EXERCISE: Copy word for word every line from the one containing "of green shrub" through the end of the items below, including both of those lines.

##### EXTRACTED DATA #####

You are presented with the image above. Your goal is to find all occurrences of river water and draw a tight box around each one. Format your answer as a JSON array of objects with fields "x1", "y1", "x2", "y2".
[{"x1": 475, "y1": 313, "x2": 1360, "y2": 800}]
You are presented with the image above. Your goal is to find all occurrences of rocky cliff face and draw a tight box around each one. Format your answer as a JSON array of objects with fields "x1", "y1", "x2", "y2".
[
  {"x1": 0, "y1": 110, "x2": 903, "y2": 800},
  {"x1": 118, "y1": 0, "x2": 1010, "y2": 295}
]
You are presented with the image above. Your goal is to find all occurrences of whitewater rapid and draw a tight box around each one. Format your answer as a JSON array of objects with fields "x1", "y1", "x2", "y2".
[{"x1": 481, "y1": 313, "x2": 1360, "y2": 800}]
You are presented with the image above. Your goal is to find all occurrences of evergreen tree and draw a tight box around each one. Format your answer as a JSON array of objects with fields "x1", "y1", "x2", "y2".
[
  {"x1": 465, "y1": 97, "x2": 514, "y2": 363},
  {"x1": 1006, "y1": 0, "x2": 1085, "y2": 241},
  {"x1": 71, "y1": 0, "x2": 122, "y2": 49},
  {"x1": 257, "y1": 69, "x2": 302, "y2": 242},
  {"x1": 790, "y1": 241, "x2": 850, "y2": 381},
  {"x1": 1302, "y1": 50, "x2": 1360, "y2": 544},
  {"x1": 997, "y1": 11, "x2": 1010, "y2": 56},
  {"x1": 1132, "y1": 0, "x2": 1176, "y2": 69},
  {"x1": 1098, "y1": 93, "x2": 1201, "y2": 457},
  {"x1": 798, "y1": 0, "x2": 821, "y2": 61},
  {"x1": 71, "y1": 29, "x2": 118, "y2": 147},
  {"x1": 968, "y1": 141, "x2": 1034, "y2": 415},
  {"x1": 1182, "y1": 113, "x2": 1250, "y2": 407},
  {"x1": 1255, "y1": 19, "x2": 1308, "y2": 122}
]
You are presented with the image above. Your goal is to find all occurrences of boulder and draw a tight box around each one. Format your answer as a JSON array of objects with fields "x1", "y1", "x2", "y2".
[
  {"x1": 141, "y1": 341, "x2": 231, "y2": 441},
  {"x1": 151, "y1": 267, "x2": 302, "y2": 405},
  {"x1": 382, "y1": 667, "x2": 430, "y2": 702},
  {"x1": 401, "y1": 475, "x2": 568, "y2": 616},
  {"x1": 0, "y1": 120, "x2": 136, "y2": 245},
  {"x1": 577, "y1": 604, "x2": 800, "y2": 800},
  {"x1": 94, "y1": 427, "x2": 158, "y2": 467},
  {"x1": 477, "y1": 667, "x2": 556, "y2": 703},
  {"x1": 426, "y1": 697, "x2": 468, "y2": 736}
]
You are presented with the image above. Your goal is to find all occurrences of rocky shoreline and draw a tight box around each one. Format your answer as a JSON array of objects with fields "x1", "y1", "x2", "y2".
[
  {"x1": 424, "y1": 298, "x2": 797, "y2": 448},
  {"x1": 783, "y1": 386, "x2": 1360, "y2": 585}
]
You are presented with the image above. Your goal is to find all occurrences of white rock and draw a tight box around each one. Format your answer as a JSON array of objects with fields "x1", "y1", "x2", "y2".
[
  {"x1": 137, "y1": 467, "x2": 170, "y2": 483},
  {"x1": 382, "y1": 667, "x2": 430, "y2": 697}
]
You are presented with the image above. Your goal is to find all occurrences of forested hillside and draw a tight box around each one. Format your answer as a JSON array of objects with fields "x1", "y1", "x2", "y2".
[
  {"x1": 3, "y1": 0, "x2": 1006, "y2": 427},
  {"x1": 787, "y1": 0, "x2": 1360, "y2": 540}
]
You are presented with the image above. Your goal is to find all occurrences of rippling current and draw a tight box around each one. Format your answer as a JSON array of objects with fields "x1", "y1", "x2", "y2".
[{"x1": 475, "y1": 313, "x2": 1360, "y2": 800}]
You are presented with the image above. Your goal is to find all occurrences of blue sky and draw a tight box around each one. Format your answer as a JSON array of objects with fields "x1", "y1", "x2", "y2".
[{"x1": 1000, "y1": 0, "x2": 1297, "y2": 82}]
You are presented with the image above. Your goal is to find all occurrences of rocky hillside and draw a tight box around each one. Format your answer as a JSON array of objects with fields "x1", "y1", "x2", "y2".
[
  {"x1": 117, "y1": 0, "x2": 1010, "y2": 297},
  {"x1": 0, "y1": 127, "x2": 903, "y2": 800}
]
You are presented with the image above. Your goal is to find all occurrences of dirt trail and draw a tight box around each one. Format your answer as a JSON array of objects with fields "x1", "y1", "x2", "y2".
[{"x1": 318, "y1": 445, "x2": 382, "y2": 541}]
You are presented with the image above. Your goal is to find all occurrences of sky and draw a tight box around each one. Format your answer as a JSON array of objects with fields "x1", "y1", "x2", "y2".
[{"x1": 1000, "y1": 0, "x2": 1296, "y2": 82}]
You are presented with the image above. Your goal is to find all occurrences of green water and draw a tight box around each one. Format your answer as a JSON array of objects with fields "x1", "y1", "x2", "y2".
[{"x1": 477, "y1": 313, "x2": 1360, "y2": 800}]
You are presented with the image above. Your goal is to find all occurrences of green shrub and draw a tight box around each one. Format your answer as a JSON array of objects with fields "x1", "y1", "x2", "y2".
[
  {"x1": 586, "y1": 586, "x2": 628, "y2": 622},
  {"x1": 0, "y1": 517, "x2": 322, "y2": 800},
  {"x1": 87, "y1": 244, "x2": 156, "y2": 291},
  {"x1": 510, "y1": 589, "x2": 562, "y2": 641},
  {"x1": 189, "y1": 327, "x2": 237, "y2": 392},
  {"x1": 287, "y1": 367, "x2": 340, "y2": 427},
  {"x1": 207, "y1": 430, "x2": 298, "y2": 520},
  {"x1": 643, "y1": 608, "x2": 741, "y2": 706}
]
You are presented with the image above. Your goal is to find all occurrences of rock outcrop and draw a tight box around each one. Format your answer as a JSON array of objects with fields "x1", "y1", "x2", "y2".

#####

REPLY TO THE TASK:
You are presented with the image above. Your goal is to find all occurrences of green shrub and draw a tight box around each one. Format your answer as a JSON array of objects with fields "x1", "y1", "x2", "y2".
[
  {"x1": 586, "y1": 586, "x2": 628, "y2": 622},
  {"x1": 0, "y1": 517, "x2": 322, "y2": 800},
  {"x1": 87, "y1": 244, "x2": 156, "y2": 291},
  {"x1": 510, "y1": 589, "x2": 562, "y2": 641},
  {"x1": 189, "y1": 327, "x2": 237, "y2": 392},
  {"x1": 287, "y1": 367, "x2": 340, "y2": 427},
  {"x1": 207, "y1": 430, "x2": 298, "y2": 520},
  {"x1": 643, "y1": 608, "x2": 741, "y2": 706}
]
You are presented with the image above. Your goal is to find all occurrences of rock outcrop and draw a tight box around each one. Format your answer as a JSON array of objects with fields "x1", "y1", "x2", "y2".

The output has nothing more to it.